● **Stated task**
Give back all the data exactly, line by line.
--------------------------------------------------
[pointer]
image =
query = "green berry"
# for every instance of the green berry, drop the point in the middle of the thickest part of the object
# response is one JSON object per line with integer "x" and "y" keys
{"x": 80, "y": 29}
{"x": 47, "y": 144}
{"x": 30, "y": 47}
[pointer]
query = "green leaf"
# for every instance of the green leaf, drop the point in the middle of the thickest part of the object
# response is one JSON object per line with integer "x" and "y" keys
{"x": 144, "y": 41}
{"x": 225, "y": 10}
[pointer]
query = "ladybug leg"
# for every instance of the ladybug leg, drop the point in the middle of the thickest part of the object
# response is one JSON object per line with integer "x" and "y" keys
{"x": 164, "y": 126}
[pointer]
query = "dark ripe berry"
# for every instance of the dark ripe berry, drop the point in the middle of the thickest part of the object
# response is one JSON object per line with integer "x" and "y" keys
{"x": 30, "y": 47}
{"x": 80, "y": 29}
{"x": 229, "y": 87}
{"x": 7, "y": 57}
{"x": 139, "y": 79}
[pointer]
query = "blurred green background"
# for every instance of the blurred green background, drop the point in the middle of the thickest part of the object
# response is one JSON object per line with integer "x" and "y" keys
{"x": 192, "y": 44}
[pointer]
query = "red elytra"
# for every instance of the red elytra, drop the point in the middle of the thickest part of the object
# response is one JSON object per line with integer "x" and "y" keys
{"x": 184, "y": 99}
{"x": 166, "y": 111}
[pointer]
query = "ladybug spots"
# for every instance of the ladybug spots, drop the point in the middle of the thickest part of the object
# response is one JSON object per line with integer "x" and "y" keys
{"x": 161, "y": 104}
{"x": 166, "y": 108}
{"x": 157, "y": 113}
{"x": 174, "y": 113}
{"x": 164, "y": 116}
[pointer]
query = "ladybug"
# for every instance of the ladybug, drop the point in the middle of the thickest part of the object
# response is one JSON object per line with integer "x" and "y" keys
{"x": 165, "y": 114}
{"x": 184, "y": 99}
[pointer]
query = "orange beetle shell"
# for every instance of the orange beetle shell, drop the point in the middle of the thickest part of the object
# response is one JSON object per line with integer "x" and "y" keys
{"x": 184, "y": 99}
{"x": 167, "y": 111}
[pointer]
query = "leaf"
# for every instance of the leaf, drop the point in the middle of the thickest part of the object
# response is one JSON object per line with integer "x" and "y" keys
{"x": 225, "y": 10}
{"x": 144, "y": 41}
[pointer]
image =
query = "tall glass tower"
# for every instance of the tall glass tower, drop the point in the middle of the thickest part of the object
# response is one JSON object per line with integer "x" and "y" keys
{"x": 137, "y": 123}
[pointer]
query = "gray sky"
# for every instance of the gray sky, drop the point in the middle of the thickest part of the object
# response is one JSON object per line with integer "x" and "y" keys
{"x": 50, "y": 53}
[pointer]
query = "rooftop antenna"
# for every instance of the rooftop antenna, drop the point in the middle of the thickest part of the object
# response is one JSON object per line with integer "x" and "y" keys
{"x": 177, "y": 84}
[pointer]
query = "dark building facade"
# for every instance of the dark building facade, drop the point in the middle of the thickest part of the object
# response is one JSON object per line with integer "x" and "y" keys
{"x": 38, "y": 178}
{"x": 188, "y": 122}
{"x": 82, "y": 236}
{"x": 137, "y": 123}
--------------------------------------------------
● **Answer to this exercise**
[pointer]
image =
query = "green berry"
# for every instance of the green berry, drop the point in the middle of the thickest part of the object
# response is one JSON object per line with integer "x" and "y" keys
{"x": 80, "y": 29}
{"x": 47, "y": 144}
{"x": 30, "y": 47}
[pointer]
query = "green leaf"
# for every instance of the green leaf, drop the point in the middle of the thickest part of the object
# response is one JSON object per line with integer "x" and "y" keys
{"x": 144, "y": 41}
{"x": 225, "y": 10}
[pointer]
query = "ladybug leg"
# for every instance of the ladybug leg, drop the point in the middle of the thickest part of the object
# response is one JSON object per line with integer "x" and "y" keys
{"x": 164, "y": 126}
[pointer]
query = "dark ripe berry"
# for every instance of the dark ripe berry, drop the point in the middle of the thickest part of the object
# response is one JSON object per line with integer "x" and "y" keys
{"x": 30, "y": 47}
{"x": 80, "y": 29}
{"x": 229, "y": 87}
{"x": 7, "y": 57}
{"x": 139, "y": 79}
[pointer]
query = "blurred green background"
# for every instance of the blurred green background, drop the point in the middle of the thickest part of the object
# response is one JSON object per line with integer "x" and "y" keys
{"x": 192, "y": 44}
[pointer]
query = "red elytra"
# for every instance of the red elytra, drop the point in the middle of the thickest part of the object
# response is one JSON object per line with integer "x" and "y" keys
{"x": 184, "y": 99}
{"x": 166, "y": 111}
[pointer]
query = "ladybug spots"
# for every instance of the ladybug spots, drop the point in the middle of the thickest part of the object
# response is one JSON object per line with integer "x" and "y" keys
{"x": 161, "y": 104}
{"x": 166, "y": 108}
{"x": 157, "y": 113}
{"x": 174, "y": 113}
{"x": 164, "y": 116}
[pointer]
query = "ladybug"
# for every instance of the ladybug, drop the point in the middle of the thickest part of the object
# response is one JSON object per line with integer "x" and "y" keys
{"x": 165, "y": 114}
{"x": 184, "y": 99}
[pointer]
query = "orange beetle shell"
# for every instance of the orange beetle shell, drop the point in the middle of the thickest part of the object
# response is one JSON object per line with integer "x" and "y" keys
{"x": 184, "y": 99}
{"x": 167, "y": 111}
[pointer]
query = "leaf"
# for every instance of the leaf, drop the point in the middle of the thickest part of the object
# response is one JSON object per line with integer "x" and "y" keys
{"x": 225, "y": 10}
{"x": 144, "y": 41}
[pointer]
image =
query = "tall glass tower"
# for every instance of the tall glass tower, drop the point in the middle of the thickest part of the object
# response is one JSON object per line with integer "x" and "y" keys
{"x": 137, "y": 123}
[pointer]
query = "gray sky"
# for every instance of the gray sky, drop the point in the middle of the thickest part of the object
# response is one JSON object per line with integer "x" and "y" keys
{"x": 50, "y": 53}
[pointer]
query = "rooftop antenna"
# for every instance of the rooftop antenna, drop the point in the middle of the thickest part of the object
# response is one JSON object per line with integer "x" and "y" keys
{"x": 177, "y": 84}
[pointer]
query = "dark building facade"
# for every instance of the dark building facade, drop the point in the middle of the thickest part of the object
# response is one JSON object per line with integer "x" and "y" keys
{"x": 38, "y": 178}
{"x": 188, "y": 122}
{"x": 82, "y": 236}
{"x": 137, "y": 123}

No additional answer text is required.